(Exercise materials):
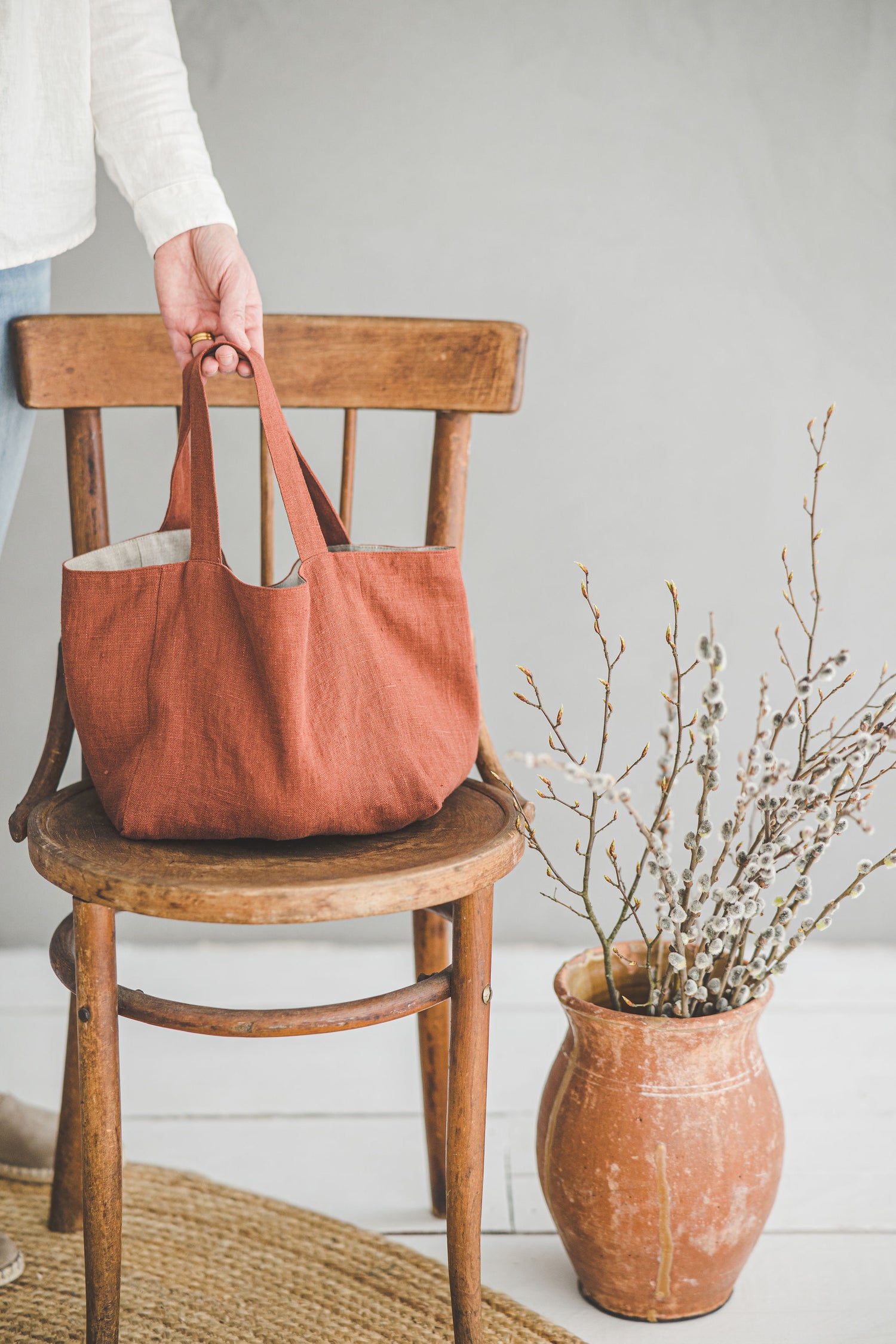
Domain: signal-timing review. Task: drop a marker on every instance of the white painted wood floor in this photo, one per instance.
--
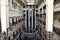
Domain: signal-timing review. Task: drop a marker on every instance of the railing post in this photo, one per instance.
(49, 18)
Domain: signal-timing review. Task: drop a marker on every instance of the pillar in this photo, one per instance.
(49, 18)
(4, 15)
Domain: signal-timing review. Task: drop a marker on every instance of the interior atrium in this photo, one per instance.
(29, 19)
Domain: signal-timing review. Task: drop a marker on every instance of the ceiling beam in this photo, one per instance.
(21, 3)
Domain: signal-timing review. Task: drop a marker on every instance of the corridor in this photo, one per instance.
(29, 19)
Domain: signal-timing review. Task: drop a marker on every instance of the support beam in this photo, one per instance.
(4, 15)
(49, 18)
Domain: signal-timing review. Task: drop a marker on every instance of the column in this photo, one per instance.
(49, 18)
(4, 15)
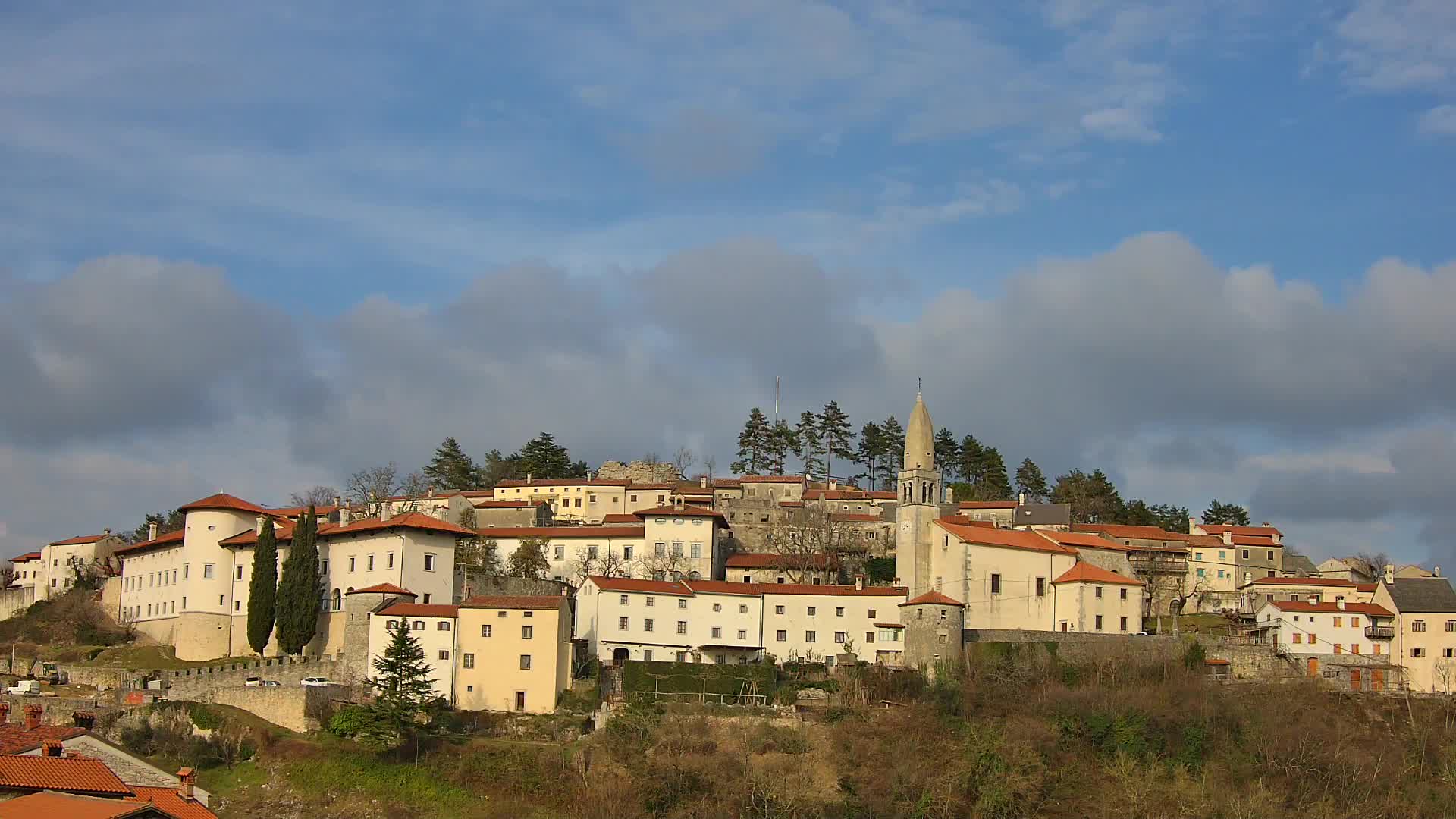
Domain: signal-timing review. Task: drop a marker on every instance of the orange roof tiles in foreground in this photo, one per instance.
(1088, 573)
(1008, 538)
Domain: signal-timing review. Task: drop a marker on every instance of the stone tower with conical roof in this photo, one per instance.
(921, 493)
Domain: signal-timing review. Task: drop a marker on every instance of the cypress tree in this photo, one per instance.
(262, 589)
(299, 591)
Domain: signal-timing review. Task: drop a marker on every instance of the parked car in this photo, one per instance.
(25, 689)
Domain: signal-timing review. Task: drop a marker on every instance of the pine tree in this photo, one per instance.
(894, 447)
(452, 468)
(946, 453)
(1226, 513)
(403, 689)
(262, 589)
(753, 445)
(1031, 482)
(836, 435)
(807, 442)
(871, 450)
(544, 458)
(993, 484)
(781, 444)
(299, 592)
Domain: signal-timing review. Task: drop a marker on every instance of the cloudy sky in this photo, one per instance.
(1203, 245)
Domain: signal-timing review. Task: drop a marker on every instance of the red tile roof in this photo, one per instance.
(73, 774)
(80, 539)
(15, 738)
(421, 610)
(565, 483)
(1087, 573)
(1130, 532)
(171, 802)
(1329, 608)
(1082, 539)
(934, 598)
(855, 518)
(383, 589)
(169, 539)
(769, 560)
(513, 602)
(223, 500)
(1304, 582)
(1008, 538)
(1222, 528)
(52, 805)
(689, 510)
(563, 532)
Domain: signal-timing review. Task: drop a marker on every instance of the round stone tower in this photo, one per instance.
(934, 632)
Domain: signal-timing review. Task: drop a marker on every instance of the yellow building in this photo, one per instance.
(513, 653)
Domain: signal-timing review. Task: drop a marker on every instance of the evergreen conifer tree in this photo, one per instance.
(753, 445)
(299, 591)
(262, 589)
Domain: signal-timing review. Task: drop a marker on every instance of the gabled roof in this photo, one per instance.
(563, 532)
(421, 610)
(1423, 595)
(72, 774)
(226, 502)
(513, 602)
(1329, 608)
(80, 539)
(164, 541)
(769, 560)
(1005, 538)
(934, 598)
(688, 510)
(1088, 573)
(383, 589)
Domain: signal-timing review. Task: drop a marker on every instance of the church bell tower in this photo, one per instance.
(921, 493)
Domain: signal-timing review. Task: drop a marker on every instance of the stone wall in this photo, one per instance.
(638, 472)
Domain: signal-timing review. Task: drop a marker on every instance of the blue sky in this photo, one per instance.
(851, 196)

(Work to complete): Rewrite the items starting at the line that contains "pillar in this photo, one per instance." and ending at the line that contains "(1203, 245)", replacing "drop a marker" with "place a pin" and leaving everything else unchanged. Omit the pictures from the result.

(Solution for this problem):
Domain: signal-timing review. Task: place a pin on every instance of the pillar in this photo, one per instance.
(49, 18)
(4, 15)
Domain: signal-timing review. Task: place a pin on every instance of the interior atrium in this photo, one per instance.
(29, 19)
Domain: signal-timing review. Task: place a pin on every instance of the ceiling beam in this photo, one per instance.
(21, 3)
Domain: signal-timing review. Task: place a pin on every instance of the corridor in this photo, one per instance.
(29, 19)
Domain: signal-timing review. Task: place a pin on every instance of the support beam in this photo, one per instance.
(4, 15)
(49, 18)
Domain: signal-timing review. Task: place a pin on every instance of the column in this photo, one per instance.
(49, 18)
(4, 15)
Domain: signal-timing review. Task: place a pin on every instance of the orange roof tiles in foreground in this photo, one per instance.
(1088, 573)
(1008, 538)
Domain: signal-timing review. Task: place a pin on every instance of the stone tower with conical roof in this photo, one per instance.
(921, 493)
Domain: signal-timing review. Task: place a pin on every instance of the cypress tree in this photo, one per instance.
(262, 589)
(299, 591)
Domain: signal-timing review. Task: place a pin on every instance of the parked car in this photo, one per instance.
(25, 689)
Domain: signal-timing review. Task: place a pin on every instance of the pine tree in this photo, one per instance.
(894, 447)
(452, 468)
(946, 453)
(1226, 513)
(403, 689)
(262, 589)
(753, 445)
(1031, 482)
(836, 435)
(807, 442)
(871, 450)
(544, 458)
(993, 484)
(781, 444)
(299, 592)
Domain: signal-timing review. Task: place a pin on every instance of the cloudy sky in this photo, one per instance.
(1203, 245)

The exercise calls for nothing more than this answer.